> [TASK DETAILS]:
Pull out every line in the records below that contains the word "vegetation".

> [SOURCE MATERIAL]:
........

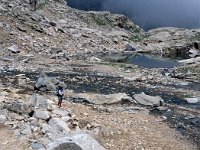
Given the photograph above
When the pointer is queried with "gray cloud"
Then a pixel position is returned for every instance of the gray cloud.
(151, 13)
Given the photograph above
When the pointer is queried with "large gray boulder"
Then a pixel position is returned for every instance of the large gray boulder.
(37, 100)
(147, 100)
(75, 142)
(59, 124)
(102, 99)
(14, 106)
(41, 114)
(45, 83)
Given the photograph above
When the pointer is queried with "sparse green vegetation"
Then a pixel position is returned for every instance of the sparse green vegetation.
(196, 37)
(194, 70)
(138, 37)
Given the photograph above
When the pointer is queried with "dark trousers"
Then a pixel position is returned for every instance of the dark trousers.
(33, 3)
(60, 98)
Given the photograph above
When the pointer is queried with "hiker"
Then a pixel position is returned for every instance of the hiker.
(33, 3)
(60, 94)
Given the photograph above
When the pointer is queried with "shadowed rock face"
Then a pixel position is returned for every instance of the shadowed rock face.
(68, 146)
(148, 14)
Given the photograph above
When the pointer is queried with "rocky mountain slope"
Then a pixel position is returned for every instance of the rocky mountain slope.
(107, 105)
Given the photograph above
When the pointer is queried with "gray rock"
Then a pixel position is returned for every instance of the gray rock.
(59, 124)
(45, 83)
(102, 99)
(193, 53)
(60, 112)
(116, 58)
(37, 146)
(130, 47)
(26, 130)
(192, 100)
(2, 118)
(147, 100)
(14, 49)
(14, 106)
(38, 101)
(75, 142)
(40, 114)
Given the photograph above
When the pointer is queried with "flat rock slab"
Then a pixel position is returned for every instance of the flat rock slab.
(75, 142)
(59, 124)
(38, 101)
(147, 100)
(41, 114)
(103, 99)
(193, 100)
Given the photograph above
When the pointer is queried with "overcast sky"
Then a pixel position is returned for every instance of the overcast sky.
(150, 13)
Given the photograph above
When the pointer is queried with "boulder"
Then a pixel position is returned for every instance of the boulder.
(75, 142)
(14, 106)
(37, 100)
(60, 112)
(190, 61)
(37, 146)
(102, 99)
(2, 118)
(14, 49)
(130, 47)
(59, 124)
(49, 130)
(192, 100)
(45, 83)
(26, 130)
(193, 53)
(147, 100)
(116, 58)
(40, 114)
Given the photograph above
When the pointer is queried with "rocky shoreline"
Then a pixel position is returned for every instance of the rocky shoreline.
(109, 103)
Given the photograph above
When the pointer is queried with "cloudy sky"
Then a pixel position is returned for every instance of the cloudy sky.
(150, 13)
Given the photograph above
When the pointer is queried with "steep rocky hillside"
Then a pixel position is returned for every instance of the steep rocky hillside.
(108, 103)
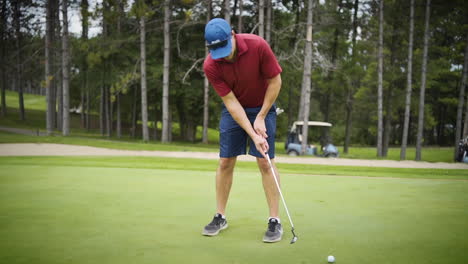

........

> [EXERCISE OUTPUT]:
When the pointer is queried with "sparse green vegetation"
Then a pixel position is returned for every instance of the sparse green vegetation.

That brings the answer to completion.